→ Task to complete
Count the lines in the entries below that contain the string "rider", treating uppercase and lowercase as different. Reply with the number only.
((
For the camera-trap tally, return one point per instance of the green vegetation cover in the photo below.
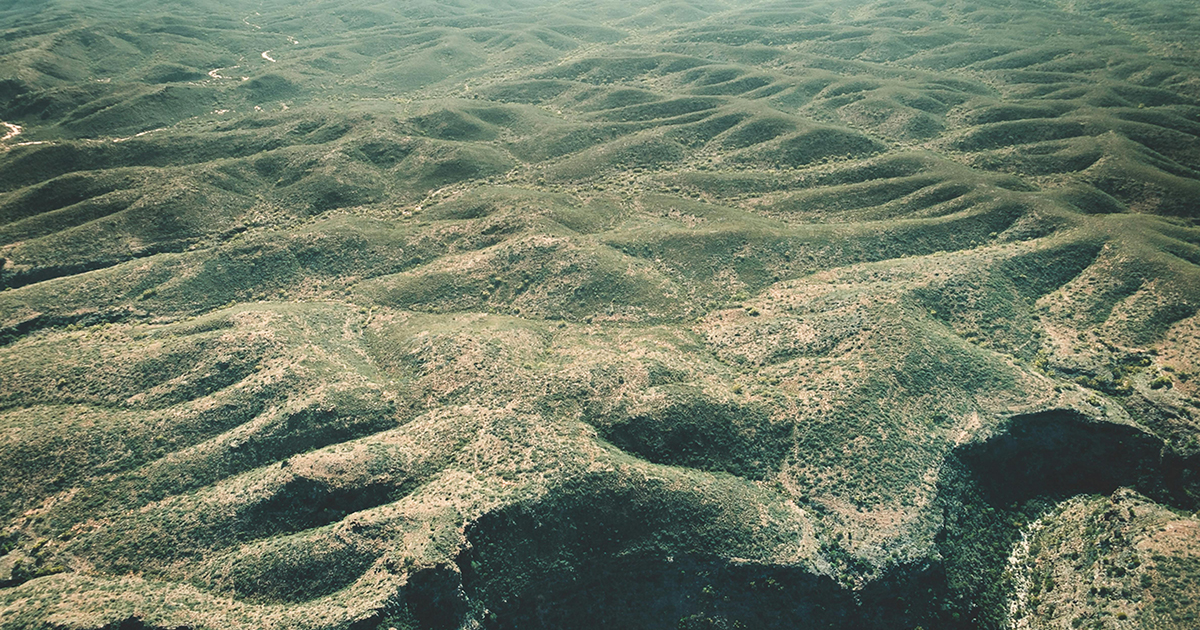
(599, 313)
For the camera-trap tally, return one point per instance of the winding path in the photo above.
(13, 131)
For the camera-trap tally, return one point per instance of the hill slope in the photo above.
(574, 315)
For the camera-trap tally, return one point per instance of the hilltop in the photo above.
(696, 315)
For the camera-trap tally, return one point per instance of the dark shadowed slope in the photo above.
(589, 315)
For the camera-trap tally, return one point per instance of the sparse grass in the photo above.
(681, 315)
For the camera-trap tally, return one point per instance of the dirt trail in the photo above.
(13, 131)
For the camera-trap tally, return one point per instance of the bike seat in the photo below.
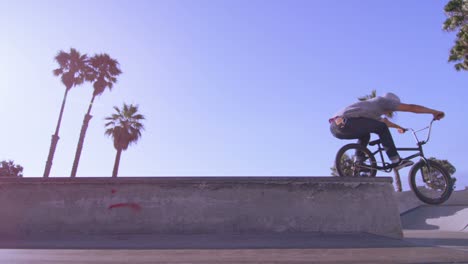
(375, 142)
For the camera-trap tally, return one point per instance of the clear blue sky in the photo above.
(229, 88)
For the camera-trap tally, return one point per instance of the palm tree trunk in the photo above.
(55, 138)
(79, 148)
(117, 163)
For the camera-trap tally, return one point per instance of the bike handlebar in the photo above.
(416, 131)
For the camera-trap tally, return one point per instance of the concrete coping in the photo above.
(195, 180)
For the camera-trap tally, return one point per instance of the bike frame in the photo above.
(419, 149)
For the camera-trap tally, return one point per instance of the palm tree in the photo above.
(457, 20)
(73, 71)
(125, 128)
(104, 71)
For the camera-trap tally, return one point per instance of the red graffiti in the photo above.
(135, 207)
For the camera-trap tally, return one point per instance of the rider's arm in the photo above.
(391, 124)
(420, 110)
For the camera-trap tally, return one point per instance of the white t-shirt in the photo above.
(373, 108)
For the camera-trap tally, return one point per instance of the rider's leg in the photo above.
(360, 128)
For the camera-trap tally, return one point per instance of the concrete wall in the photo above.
(408, 201)
(198, 205)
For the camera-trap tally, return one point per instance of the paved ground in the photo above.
(432, 235)
(247, 248)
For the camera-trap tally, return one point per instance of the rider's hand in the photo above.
(401, 130)
(438, 115)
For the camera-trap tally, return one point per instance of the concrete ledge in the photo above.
(188, 205)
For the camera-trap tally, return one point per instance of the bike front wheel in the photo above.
(354, 160)
(431, 182)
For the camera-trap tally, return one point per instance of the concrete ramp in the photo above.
(197, 205)
(453, 218)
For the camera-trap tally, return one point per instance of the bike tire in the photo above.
(345, 165)
(418, 170)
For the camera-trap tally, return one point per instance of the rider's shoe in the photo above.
(401, 164)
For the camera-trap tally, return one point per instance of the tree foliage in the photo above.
(457, 21)
(125, 128)
(10, 169)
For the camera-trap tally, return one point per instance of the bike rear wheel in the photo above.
(354, 160)
(431, 182)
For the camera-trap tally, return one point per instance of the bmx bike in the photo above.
(428, 179)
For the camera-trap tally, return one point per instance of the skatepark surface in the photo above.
(432, 234)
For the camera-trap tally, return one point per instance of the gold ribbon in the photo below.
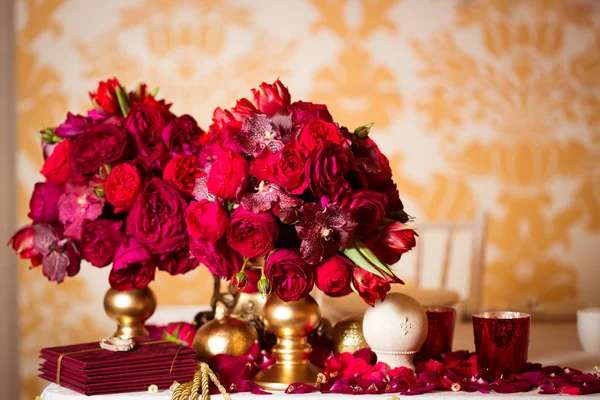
))
→ The output
4